> _Data extract_
************
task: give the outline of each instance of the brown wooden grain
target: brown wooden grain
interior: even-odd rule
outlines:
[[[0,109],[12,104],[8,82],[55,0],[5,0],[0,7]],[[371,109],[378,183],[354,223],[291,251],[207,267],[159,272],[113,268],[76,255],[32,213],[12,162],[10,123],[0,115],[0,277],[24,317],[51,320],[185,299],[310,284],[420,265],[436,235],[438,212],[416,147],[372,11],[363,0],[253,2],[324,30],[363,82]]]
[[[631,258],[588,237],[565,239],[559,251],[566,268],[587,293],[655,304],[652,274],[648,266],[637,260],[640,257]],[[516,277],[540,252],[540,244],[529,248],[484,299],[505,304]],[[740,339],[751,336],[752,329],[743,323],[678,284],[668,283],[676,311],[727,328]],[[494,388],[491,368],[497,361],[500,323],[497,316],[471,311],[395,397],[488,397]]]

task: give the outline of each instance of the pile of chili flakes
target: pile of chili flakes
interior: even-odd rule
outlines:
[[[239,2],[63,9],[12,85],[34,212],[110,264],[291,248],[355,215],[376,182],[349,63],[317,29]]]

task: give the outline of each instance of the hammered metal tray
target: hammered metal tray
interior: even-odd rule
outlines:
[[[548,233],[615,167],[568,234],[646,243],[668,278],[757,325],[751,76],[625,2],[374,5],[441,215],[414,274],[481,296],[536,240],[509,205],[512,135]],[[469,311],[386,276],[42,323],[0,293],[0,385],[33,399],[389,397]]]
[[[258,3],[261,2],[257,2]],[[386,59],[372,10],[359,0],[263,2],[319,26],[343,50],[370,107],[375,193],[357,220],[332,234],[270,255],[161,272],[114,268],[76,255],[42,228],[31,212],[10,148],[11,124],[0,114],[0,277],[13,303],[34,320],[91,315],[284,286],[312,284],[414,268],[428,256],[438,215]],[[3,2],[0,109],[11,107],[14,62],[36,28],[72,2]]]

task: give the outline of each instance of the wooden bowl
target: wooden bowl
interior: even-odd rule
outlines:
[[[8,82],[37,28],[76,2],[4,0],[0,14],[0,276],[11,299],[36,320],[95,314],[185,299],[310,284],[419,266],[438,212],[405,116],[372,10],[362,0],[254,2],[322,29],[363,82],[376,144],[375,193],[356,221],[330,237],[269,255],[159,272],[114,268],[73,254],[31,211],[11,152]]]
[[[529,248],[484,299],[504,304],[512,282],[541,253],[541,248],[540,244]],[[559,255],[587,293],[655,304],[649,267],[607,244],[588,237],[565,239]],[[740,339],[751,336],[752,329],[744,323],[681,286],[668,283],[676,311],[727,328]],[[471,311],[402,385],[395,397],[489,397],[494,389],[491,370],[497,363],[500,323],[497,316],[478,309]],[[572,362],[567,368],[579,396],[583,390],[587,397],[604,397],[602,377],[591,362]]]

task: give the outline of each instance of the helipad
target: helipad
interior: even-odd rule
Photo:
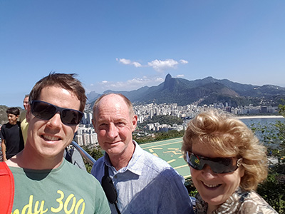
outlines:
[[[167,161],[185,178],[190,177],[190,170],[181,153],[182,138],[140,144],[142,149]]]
************
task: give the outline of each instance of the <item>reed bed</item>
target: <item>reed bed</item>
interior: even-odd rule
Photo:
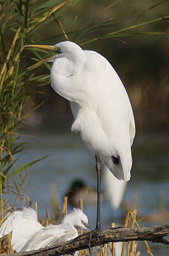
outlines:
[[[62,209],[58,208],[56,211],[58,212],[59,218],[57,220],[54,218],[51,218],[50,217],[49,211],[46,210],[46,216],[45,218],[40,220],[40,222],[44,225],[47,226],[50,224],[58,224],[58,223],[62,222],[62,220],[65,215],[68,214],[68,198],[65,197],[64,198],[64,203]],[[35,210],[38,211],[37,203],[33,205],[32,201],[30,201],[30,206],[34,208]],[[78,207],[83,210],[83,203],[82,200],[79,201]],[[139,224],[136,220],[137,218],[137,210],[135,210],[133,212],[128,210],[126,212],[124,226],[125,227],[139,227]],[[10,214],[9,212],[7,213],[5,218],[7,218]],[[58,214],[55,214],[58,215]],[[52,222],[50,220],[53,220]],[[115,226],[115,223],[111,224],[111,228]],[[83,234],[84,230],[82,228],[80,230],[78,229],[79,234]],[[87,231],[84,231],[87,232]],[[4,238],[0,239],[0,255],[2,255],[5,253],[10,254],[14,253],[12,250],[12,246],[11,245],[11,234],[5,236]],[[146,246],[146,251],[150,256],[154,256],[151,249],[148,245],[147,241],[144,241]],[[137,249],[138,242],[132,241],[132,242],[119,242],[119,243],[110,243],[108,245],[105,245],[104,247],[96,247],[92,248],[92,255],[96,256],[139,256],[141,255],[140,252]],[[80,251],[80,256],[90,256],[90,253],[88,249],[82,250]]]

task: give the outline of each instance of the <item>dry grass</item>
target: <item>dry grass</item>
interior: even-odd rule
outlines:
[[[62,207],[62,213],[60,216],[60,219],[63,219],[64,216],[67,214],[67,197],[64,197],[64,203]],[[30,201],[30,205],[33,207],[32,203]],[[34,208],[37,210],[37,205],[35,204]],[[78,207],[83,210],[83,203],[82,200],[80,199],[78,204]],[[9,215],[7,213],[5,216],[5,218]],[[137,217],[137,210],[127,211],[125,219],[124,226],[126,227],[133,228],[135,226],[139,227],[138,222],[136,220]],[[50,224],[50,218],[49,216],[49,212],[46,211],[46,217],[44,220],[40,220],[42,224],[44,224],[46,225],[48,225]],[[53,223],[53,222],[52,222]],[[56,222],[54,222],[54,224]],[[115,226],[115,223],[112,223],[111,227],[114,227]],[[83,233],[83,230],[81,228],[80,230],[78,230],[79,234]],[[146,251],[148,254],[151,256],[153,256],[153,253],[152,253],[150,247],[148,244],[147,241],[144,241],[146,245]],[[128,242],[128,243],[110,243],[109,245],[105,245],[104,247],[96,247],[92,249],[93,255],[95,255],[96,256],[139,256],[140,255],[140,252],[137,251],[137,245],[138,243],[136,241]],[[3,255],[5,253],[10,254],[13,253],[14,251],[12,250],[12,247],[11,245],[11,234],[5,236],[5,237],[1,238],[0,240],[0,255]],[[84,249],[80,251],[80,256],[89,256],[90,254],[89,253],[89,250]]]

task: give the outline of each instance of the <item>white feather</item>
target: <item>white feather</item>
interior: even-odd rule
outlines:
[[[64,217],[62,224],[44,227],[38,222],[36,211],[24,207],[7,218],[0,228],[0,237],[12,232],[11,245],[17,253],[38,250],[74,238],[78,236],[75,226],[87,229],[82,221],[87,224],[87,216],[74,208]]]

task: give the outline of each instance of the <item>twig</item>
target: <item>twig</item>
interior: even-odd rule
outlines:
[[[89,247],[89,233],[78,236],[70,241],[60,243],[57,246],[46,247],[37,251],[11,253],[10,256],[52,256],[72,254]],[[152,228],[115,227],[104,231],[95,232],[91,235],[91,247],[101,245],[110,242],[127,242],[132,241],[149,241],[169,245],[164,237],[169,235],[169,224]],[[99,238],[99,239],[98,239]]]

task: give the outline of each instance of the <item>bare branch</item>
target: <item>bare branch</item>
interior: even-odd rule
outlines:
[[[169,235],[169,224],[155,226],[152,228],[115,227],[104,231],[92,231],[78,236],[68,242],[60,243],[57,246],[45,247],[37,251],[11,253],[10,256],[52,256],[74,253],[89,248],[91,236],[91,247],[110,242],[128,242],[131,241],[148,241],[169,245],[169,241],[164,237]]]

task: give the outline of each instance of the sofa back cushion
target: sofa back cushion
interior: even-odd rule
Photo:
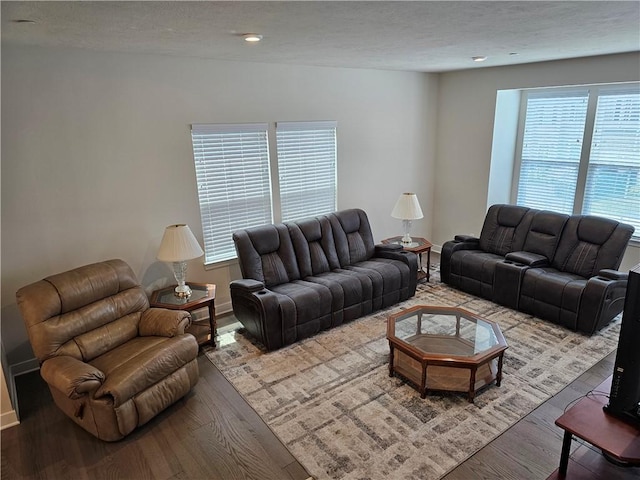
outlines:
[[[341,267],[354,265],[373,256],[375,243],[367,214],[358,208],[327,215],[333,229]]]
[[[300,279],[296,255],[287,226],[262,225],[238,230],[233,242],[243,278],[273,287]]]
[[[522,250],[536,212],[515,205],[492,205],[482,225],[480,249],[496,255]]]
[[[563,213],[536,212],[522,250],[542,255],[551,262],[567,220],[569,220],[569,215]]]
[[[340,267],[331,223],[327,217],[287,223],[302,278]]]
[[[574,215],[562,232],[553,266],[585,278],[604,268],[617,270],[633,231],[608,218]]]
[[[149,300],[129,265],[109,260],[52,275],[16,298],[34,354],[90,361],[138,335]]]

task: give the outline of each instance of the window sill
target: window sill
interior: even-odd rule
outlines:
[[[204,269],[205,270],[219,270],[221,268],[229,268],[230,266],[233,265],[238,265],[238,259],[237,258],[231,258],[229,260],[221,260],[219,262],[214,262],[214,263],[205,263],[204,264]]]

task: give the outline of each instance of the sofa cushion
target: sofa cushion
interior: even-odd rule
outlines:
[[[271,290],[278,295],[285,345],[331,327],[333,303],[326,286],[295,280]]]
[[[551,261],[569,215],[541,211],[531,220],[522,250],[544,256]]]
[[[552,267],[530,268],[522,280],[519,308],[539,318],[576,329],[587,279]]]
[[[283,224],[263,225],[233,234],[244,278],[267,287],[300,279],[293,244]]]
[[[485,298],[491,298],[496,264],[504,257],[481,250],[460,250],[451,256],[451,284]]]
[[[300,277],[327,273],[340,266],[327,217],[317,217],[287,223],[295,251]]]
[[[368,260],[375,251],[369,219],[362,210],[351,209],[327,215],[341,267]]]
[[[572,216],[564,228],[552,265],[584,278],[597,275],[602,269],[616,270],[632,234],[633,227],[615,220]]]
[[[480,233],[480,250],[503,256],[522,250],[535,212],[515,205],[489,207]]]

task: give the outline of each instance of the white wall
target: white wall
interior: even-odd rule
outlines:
************
> _Work instructions_
Which lines in the data above contain the string "white"? Return each of those lines in full.

> _The solution_
task: give the outline of each instance of the <item>white feather</item>
target: <item>white feather</item>
task: give the outline of each instance of the white wall
target: white wall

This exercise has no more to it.